◆ READING TEXT:
——————————

Traditional Chicken Stock: Recipe
Tara Carpenter, NC.
Holistic nutrition for people on The Body Ecology Diet (B.E.D.).
Originally published: September 19, 2019
Chicken stock, like any meat stock, is rich in minerals, gelatin, and collagen; all of which can keep bones and teeth strong; joint ligaments supple; and hair soft. I personally experienced my hair improving tenfold!! I started drinking a quart of stock a day and in a matter of weeks, my hair softened with much less grey … thank God for collagen.
There always seemed to be a pot of soup simmering on the back burner of our stove growing up. My mother would toss in a whole chicken, couple of onions, carrots, celery, herbs, garlic and then top off with cold water. The smell, especially of bay leaves wafted up through my floorboards; enticing me down for the day ahead and for breakfast 🙂
As a mom myself now, I usually make meat stock once or twice a week using a version of the recipe below. We go through stock faster in the winter as I serve a mug of hot stock with near everything under the sun then. What kind of stock I make depends on the meat on-bone and vegetables I have on hand.
You can find my writing of the benefits of bone stock here.
Chicken Stock Recipe
Makes: about 4 quarts
- 4-5 lb whole, pastured chicken ~or equivalent weight in bony parts (neck, back, breastbone, wings, joints)
- Gizzards from one chicken (optional)
- 2-4 chicken feet (optional)
- 6-12 eggshells, cleaned (optional)
- 5-6 quarts cold filtered water
- 2-3 Tbs. acid (i.e., raw apple cider vinegar, lemon) *
- 1 large onion, peeled and chopped
- 3 large carrots, chopped
- 4 celery stalks, chopped
- 1 bunch parsley
Remove gizzards from cavity as well as the wings and neck – If bird head is intact, keep it there – all the better for stock.
Place chicken or bones in a stainless steel/ceramic pot with all but parsley and allow to stand for 30-60 minutes.
Bring to a slow, gentle boil – removing scum that rises to the surface; reduce heat, cover, and simmer 2 hours.
Remove the whole chicken from pot and separate meat from bones (If using bones only, leave alone and simmer 6-24 hrs).
Place cleaned carcass back into pot, cover, and simmer another 4-22 hrs.**
Add parsley 10 minutes prior to stock being finished for extra minerals.

——————————

◆ Pointing records:

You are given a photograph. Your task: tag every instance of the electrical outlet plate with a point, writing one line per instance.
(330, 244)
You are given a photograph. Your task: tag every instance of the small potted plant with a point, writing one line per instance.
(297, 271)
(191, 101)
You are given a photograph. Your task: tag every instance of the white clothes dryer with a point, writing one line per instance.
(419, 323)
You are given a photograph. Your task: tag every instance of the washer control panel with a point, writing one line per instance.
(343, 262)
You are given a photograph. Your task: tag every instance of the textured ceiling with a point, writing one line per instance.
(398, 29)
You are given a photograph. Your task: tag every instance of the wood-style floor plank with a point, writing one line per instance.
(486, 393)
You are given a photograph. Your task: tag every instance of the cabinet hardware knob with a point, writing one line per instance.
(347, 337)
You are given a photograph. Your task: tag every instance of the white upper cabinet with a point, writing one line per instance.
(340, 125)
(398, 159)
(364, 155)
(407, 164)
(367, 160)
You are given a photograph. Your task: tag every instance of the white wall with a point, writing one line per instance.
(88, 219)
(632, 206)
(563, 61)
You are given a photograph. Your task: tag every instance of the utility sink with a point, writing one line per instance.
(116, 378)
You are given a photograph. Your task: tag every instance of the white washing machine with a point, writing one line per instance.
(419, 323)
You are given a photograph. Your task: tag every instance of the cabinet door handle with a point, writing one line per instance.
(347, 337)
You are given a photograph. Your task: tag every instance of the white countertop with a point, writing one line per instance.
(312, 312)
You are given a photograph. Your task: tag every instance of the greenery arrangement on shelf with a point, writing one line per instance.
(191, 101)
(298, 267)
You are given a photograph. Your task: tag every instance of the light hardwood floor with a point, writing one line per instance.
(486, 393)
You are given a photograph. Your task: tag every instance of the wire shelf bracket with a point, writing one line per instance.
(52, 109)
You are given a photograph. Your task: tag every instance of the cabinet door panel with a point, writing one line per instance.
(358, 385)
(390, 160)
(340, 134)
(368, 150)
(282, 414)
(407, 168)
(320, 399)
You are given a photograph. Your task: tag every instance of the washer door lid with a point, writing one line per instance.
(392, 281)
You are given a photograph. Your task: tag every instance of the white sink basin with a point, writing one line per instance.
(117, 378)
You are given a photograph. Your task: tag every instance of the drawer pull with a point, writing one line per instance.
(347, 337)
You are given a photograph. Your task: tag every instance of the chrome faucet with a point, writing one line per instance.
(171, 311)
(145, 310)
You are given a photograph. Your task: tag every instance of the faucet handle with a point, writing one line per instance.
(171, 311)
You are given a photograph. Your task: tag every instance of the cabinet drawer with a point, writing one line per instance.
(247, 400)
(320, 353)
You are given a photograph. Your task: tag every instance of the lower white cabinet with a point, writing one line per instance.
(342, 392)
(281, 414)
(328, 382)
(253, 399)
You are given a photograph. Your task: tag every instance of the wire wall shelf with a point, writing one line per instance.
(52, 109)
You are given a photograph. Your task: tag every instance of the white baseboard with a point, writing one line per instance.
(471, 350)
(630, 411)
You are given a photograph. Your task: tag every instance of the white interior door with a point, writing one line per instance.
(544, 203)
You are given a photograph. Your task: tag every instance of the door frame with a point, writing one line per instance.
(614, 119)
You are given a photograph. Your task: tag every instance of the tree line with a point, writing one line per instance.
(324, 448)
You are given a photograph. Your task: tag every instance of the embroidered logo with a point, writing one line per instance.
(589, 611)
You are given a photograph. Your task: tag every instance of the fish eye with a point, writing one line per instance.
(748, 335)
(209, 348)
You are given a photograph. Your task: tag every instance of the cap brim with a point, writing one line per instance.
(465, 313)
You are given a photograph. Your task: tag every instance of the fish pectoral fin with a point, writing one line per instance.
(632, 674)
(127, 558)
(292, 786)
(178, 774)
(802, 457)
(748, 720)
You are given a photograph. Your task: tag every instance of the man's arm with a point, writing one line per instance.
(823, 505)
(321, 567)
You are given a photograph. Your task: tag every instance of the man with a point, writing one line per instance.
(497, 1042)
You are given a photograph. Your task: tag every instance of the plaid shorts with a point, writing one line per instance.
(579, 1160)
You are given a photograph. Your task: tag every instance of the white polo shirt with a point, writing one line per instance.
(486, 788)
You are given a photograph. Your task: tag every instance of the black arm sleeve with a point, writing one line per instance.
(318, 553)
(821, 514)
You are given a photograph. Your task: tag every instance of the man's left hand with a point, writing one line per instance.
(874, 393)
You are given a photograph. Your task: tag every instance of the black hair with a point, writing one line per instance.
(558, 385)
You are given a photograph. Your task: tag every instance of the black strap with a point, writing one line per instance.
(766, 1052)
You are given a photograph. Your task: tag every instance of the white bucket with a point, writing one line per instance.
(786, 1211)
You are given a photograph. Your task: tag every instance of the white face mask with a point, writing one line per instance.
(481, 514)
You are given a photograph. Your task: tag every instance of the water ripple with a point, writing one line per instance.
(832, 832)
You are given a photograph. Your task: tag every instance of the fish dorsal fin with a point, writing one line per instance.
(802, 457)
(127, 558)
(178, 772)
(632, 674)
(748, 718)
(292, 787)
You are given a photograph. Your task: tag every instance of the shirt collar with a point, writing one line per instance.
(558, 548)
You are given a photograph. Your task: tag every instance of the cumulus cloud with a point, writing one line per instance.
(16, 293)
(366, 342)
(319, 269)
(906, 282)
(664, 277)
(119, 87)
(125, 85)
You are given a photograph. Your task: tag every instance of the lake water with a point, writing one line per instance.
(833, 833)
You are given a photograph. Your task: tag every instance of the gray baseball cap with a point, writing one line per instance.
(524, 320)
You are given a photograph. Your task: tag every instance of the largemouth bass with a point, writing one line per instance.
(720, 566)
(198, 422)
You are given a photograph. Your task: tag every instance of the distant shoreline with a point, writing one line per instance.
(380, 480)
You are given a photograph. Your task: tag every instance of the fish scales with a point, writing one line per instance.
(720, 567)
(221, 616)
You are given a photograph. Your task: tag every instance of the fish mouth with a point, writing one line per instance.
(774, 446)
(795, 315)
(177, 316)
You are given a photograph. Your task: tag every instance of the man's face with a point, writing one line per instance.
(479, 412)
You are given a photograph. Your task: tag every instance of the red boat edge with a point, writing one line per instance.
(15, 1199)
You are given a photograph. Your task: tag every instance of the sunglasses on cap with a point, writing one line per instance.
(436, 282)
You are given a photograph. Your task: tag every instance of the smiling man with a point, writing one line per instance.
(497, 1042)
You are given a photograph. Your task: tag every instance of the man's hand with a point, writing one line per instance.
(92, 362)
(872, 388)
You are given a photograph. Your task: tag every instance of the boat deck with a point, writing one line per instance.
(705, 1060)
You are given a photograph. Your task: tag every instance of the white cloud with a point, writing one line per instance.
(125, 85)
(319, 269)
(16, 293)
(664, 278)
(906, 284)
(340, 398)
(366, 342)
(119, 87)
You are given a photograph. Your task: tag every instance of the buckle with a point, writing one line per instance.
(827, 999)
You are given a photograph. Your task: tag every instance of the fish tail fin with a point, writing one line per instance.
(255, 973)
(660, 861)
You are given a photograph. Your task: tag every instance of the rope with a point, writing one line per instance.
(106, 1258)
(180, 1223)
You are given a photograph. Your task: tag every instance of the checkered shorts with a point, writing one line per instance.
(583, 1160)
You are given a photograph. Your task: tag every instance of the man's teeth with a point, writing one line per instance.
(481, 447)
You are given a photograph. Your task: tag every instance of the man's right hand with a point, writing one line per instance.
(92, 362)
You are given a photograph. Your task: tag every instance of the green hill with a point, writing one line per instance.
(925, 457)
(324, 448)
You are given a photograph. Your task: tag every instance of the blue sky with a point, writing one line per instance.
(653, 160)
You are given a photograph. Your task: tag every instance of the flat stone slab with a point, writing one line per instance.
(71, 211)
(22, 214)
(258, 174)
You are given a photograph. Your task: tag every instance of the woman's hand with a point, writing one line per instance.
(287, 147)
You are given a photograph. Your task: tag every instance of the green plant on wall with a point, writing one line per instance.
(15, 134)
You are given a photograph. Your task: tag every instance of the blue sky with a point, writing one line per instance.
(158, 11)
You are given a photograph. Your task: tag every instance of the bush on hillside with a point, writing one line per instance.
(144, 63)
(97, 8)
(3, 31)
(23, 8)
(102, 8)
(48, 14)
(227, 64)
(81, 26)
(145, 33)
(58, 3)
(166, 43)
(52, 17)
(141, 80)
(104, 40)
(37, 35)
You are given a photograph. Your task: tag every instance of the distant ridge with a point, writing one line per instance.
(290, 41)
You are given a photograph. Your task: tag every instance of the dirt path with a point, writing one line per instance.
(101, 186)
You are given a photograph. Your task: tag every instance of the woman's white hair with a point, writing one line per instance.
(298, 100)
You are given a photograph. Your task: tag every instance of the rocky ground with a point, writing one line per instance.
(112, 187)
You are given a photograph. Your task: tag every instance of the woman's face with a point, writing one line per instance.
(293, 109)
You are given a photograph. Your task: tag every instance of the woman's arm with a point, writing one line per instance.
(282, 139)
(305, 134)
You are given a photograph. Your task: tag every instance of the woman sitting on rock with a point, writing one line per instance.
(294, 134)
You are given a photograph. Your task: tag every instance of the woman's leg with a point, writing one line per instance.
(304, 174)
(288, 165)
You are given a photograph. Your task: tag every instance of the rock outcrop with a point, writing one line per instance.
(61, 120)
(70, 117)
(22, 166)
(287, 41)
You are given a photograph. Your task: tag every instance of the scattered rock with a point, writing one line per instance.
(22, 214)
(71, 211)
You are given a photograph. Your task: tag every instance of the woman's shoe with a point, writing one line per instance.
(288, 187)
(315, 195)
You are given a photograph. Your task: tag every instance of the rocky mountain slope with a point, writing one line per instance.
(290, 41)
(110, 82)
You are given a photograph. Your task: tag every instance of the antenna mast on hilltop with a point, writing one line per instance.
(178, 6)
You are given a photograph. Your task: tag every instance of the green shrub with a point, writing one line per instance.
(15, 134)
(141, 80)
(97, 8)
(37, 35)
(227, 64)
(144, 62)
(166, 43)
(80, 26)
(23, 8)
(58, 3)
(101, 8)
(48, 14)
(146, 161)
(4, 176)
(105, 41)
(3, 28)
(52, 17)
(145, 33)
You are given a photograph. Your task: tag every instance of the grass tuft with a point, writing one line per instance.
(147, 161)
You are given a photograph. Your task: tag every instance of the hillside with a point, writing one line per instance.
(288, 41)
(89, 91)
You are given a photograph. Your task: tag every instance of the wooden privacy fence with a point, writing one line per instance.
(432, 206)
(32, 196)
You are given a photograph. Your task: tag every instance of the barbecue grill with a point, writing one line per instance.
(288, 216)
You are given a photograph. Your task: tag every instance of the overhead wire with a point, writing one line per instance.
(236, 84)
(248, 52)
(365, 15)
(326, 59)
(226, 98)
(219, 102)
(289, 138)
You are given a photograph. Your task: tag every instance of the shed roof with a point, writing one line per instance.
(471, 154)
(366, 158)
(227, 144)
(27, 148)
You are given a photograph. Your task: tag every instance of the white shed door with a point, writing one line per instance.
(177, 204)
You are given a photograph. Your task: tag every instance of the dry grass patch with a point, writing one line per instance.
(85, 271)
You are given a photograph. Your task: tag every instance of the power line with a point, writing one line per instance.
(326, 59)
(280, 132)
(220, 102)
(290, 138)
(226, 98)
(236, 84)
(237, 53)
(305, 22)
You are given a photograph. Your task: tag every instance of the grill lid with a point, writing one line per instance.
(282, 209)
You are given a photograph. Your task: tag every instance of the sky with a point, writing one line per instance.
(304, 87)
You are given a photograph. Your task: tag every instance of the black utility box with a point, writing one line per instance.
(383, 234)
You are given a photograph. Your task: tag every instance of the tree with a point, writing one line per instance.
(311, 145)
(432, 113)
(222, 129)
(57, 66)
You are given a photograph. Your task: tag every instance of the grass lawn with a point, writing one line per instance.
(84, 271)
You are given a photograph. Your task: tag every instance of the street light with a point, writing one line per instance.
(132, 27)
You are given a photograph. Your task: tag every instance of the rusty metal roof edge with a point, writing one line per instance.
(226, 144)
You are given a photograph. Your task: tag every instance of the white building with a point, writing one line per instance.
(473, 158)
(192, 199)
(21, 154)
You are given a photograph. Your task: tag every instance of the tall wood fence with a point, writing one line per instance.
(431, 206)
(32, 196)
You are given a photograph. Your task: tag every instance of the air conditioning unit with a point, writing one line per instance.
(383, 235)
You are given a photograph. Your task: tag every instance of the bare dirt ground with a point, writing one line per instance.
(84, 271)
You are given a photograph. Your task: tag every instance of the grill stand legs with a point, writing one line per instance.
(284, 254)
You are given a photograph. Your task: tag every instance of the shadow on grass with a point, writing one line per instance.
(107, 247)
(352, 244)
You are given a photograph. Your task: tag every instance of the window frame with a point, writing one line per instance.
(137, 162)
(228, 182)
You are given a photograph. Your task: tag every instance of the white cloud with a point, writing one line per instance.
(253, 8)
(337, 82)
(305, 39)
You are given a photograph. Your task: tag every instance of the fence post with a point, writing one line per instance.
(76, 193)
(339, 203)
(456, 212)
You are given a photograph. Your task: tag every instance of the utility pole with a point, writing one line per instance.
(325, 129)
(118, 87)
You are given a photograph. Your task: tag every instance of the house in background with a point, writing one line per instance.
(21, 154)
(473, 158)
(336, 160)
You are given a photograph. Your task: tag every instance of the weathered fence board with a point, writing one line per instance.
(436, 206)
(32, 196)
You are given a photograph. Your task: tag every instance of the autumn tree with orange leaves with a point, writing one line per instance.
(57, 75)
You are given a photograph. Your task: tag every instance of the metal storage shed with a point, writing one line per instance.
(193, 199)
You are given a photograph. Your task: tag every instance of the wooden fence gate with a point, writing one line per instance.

——————————

◆ REQUIRED TASKS:
1 > From the chicken stock recipe, extract the passage that begins at the words "- 6-12 eggshells, cleaned" and stops after "for 30-60 minutes.".
2 > According to the chicken stock recipe, why is the parsley added 10 minutes before the stock is finished?

◆ ANSWERS IN ORDER:
1 >
- 6-12 eggshells, cleaned (optional)
- 5-6 quarts cold filtered water
- 2-3 Tbs. acid (i.e., raw apple cider vinegar, lemon) *
- 1 large onion, peeled and chopped
- 3 large carrots, chopped
- 4 celery stalks, chopped
- 1 bunch parsley
Remove gizzards from cavity as well as the wings and neck – If bird head is intact, keep it there – all the better for stock.
Place chicken or bones in a stainless steel/ceramic pot with all but parsley and allow to stand for 30-60 minutes.

2 > The parsley goes in 10 minutes before the stock is done to give it extra minerals.